### Deine Aufgabe:
Schreib aus dem Text über das Gedicht Spleen 2 die Stelle Wort für Wort ab, die mit „Nach dem Bindestrich“ anfängt und bis einschließlich „ständig um sie.“ geht.

Von den vier Spleen-Gedichten besitzt Spleen 2 die ungewöhnlichste Form: vierundzwanzig durch Paarreime verbundene Zeilen, welche in drei Strophen gegliedert sind, von denen die erste nur eine einzige Zeile umfasst, nämlich

J'ai plus de souvenirs que si j'avais mille ans,

zu deutsch "ich habe mehr Erinnerungen, als wenn ich tausend Jahre alt wäre". Durch diese Heraushebung wird die erste Strophe zu einem Untertitel, der das Problem wie eine Schlag­zeile hinausschreit: Der Poet leidet an seinen Erinne­rungen. Er hat, wie er glaubt, zu viele davon.

Die zweite Strophe umfasst die Zeilen 2 bis 14, sie ist durch einen Bindestrich in der Mitte noch einmal unterteilt. Im ihrem ersten Teil vergleicht der Poet sein Gehirn mit einer großen Kom­mode, deren Schubladen mit den unterschiedlichsten Dingen vollgestopft sind. Sein Gehirn, so der Poet, enthalte noch mehr Geheimnisse als eine solche Kommode. Eher sei es eine Pyra­mide, eine gewaltige Höhle, in der sich mehr Tote als im städtischen Friedhof befänden. Mit anderen Worten: der Poet trägt immens viele Erinnerungen in sich, und sehr viele davon sind, wie deren Gleichsetzung mit den Toten nahelegt, bedrückend und belastend.

Nach dem Bindestrich wechselt der Poet ins Ich und beschreibt sich selbst in zwei Metaphern. In der ersten setzt er sich einem Friedhof gleich, den selbst der Mond verabscheut, der, wie wir wissen, als Symbol der Wandlung und des Wachstums gilt:

- Je suis un cimetière abhorré de la lune,
Où comme des remords se traînent de longs vers
Qui s'acharnent toujours sur mes morts les plus chers.

Das Wort "vers" hat mehrere Bedeutungen. Zum einen ist es der Plural von "ver" (Wurm), zum anderen bezeichnet es ein Gedicht oder die Zeile eines Gedichts. Diese Ambivalenz des Worts gibt auch der gesamten Aussage zwei Bedeutungen. Nicht nur nagen Würmer wie Gewissens­bisse an den liebsten "Toten" des Poeten, also seinen liebsten Erinnerungen, sondern es drehen sich auch seine Verse ständig um sie.

Die Metapherlawine hat sich damit noch nicht erschöpft. Gleich nach Identifikation des Poe­ten mit einem Friedhof folgt noch eine weitere, diesmal mit einem Boudoir:

Je suis un vieux boudoir plein de roses fanées,
Où gît tout un fouillis de modes surannées,
Où les pastels plaintifs et les pâles Boucher
Seuls, respirent l'odeur d'un flacon débouché.

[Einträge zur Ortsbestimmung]
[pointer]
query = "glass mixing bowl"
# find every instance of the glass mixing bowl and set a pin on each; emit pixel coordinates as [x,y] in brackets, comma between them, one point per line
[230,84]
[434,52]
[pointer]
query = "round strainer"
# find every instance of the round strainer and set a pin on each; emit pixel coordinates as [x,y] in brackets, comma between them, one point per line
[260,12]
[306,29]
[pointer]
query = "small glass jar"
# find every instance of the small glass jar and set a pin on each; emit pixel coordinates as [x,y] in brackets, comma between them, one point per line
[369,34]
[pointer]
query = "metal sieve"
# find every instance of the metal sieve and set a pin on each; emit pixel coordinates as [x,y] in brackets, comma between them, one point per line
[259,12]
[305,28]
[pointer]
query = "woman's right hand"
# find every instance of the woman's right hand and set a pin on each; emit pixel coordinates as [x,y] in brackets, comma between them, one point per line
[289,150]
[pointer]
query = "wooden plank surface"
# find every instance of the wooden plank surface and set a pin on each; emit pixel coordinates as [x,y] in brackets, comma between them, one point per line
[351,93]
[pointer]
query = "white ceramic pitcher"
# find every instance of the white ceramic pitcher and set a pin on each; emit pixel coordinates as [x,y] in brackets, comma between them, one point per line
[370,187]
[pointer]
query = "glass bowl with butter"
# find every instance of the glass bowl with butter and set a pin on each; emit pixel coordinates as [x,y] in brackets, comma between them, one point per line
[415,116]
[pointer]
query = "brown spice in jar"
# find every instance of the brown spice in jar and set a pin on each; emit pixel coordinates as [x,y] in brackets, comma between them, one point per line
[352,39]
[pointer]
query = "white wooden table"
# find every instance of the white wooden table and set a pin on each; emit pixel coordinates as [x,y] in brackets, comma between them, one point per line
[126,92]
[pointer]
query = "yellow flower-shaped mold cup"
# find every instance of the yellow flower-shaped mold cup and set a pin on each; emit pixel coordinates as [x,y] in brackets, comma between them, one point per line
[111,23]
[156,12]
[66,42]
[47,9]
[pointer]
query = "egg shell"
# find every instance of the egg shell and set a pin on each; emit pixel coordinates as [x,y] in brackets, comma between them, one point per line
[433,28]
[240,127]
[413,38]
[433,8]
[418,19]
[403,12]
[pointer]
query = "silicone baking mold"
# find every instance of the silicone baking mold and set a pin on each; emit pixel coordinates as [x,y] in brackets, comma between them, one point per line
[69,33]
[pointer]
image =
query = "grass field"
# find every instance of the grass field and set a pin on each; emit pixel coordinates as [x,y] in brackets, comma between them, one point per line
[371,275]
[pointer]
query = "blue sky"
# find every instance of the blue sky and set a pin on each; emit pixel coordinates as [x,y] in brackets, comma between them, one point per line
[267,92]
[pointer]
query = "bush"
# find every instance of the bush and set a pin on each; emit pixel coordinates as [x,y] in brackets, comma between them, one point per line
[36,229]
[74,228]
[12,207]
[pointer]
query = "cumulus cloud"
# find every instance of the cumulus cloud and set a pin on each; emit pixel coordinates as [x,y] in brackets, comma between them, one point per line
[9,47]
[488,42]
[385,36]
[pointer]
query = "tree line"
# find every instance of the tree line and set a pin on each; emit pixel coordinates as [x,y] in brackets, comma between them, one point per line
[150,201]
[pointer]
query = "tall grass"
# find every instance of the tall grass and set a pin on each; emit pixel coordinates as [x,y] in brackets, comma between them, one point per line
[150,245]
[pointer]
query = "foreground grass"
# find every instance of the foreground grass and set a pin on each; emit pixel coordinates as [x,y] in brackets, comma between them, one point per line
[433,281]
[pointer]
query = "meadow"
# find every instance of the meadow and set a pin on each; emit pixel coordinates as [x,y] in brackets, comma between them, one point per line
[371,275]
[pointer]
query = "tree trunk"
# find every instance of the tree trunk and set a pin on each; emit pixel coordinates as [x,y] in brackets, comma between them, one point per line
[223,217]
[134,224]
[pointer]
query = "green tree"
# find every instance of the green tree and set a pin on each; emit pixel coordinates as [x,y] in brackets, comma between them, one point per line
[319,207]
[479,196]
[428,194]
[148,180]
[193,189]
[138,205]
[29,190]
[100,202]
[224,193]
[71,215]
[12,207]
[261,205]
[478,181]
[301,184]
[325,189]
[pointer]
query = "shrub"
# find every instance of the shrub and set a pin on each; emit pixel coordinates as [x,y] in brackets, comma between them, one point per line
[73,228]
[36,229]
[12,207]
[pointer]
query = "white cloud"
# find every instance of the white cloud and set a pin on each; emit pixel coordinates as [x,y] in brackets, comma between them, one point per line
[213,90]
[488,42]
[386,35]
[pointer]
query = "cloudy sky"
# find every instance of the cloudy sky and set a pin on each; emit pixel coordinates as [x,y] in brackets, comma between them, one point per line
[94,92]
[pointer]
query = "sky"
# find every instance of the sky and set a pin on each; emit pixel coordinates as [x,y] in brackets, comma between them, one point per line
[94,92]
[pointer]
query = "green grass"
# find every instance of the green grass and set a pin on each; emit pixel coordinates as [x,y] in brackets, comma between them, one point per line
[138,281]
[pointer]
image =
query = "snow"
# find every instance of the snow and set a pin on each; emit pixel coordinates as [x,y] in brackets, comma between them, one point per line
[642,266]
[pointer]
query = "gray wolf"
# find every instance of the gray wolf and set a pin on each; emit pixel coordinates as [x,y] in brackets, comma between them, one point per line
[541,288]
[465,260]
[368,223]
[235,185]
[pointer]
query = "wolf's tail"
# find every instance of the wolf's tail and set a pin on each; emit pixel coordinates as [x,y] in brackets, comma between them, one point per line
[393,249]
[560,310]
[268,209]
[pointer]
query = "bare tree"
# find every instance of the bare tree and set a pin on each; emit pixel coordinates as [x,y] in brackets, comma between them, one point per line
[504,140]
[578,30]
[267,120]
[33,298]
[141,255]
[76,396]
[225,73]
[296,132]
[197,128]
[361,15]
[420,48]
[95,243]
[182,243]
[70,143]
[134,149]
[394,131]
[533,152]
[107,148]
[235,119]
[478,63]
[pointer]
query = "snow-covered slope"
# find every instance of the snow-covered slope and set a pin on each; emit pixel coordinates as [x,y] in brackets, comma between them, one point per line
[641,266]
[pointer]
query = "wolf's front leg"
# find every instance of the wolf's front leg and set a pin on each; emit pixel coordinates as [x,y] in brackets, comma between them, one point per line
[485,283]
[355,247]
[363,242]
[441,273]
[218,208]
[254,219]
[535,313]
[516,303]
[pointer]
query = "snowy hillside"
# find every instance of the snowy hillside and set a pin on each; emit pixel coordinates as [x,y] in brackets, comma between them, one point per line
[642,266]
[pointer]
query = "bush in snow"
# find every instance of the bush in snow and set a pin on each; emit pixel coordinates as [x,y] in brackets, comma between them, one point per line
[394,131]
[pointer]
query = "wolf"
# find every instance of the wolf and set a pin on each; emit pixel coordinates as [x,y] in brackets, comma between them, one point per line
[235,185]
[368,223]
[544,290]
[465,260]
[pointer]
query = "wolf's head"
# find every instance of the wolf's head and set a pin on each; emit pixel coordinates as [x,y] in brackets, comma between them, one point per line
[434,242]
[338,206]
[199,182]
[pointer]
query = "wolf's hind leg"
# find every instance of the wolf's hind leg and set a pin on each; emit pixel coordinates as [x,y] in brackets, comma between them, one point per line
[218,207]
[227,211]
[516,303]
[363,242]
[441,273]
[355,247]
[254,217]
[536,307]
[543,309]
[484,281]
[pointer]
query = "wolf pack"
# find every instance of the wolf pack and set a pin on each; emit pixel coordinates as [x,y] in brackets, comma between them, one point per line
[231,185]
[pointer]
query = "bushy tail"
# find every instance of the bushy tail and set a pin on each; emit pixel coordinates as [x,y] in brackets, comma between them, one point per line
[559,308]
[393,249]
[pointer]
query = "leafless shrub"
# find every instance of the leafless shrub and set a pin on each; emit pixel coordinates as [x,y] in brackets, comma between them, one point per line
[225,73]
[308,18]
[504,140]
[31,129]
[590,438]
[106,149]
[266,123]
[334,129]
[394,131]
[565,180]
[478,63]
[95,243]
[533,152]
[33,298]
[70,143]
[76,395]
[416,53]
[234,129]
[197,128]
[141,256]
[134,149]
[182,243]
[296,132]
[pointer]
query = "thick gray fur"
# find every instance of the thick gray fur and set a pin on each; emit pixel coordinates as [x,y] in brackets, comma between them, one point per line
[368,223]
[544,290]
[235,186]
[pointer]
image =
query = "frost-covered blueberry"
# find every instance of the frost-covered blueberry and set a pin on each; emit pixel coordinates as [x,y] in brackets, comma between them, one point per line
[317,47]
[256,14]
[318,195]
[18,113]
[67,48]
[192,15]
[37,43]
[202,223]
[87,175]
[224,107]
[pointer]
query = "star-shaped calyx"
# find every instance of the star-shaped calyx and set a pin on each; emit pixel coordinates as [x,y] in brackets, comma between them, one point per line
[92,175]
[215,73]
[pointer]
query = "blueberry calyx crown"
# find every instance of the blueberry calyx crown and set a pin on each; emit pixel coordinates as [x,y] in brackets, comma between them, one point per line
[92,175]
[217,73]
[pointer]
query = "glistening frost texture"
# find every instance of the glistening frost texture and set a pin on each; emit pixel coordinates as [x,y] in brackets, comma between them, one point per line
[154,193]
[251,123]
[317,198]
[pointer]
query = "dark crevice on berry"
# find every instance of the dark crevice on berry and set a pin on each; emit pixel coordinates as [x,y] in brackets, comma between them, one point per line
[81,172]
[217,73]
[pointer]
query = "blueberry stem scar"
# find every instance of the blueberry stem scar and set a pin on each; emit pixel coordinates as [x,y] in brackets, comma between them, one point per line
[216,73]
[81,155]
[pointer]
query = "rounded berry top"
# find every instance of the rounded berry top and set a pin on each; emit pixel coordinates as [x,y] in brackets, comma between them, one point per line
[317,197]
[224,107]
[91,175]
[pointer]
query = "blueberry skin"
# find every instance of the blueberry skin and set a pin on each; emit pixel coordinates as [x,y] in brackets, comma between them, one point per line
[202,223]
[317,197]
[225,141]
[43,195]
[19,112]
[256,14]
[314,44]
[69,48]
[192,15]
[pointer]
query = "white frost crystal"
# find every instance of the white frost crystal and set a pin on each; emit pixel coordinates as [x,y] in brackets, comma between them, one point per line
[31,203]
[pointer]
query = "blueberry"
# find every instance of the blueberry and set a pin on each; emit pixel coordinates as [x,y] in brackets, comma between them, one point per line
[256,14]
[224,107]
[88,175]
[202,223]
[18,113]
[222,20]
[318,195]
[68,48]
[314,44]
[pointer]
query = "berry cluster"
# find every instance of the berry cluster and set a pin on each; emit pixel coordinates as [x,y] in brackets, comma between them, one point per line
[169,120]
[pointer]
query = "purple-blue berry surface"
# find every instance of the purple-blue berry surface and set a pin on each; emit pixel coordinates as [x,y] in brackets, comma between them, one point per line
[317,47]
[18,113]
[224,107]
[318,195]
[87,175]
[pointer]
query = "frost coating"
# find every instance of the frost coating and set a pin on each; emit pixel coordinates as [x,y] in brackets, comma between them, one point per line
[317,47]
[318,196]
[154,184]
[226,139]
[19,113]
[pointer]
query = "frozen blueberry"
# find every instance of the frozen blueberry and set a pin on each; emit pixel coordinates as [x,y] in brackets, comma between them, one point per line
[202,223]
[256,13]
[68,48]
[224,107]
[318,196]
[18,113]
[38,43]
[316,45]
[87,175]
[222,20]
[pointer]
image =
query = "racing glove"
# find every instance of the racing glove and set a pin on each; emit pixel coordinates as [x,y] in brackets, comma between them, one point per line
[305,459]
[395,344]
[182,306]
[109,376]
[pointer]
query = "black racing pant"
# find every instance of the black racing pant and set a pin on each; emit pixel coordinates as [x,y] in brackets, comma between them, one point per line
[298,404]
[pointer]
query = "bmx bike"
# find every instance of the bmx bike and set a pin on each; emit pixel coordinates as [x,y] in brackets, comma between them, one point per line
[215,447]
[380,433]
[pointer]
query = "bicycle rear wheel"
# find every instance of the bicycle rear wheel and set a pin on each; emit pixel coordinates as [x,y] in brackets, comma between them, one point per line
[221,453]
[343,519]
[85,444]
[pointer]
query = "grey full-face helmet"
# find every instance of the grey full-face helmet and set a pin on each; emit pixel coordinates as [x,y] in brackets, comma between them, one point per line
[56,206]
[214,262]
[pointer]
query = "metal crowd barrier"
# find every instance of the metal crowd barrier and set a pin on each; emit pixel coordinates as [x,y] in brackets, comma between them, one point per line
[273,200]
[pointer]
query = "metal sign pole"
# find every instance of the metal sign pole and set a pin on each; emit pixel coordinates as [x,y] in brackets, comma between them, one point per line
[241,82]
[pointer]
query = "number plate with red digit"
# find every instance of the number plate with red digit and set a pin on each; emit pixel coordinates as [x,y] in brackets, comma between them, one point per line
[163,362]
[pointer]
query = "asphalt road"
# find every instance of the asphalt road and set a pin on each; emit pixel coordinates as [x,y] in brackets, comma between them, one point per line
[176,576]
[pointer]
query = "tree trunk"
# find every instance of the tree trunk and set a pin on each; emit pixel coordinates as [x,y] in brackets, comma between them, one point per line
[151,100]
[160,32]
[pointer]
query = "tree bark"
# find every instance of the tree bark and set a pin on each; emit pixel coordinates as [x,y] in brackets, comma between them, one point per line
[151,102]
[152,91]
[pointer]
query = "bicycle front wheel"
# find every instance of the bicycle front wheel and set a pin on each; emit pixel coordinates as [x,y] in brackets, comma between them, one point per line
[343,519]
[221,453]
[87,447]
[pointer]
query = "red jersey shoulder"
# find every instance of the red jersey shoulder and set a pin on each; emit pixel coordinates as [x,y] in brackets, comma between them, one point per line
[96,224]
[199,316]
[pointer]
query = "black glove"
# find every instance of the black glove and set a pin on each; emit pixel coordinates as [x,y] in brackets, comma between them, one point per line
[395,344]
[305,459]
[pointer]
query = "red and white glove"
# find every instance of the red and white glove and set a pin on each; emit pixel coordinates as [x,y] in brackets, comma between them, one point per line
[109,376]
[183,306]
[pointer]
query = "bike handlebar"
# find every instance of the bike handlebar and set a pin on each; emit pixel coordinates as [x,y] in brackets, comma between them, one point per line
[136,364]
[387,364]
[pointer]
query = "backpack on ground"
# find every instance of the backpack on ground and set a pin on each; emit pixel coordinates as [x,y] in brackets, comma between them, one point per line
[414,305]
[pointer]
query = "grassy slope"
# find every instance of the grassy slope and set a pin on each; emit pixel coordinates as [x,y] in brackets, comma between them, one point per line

### Lösung der Aufgabe:
Nach dem Bindestrich wechselt der Poet ins Ich und beschreibt sich selbst in zwei Metaphern. In der ersten setzt er sich einem Friedhof gleich, den selbst der Mond verabscheut, der, wie wir wissen, als Symbol der Wandlung und des Wachstums gilt:

- Je suis un cimetière abhorré de la lune,
Où comme des remords se traînent de longs vers
Qui s'acharnent toujours sur mes morts les plus chers.

Das Wort "vers" hat mehrere Bedeutungen. Zum einen ist es der Plural von "ver" (Wurm), zum anderen bezeichnet es ein Gedicht oder die Zeile eines Gedichts. Diese Ambivalenz des Worts gibt auch der gesamten Aussage zwei Bedeutungen. Nicht nur nagen Würmer wie Gewissens­bisse an den liebsten "Toten" des Poeten, also seinen liebsten Erinnerungen, sondern es drehen sich auch seine Verse ständig um sie.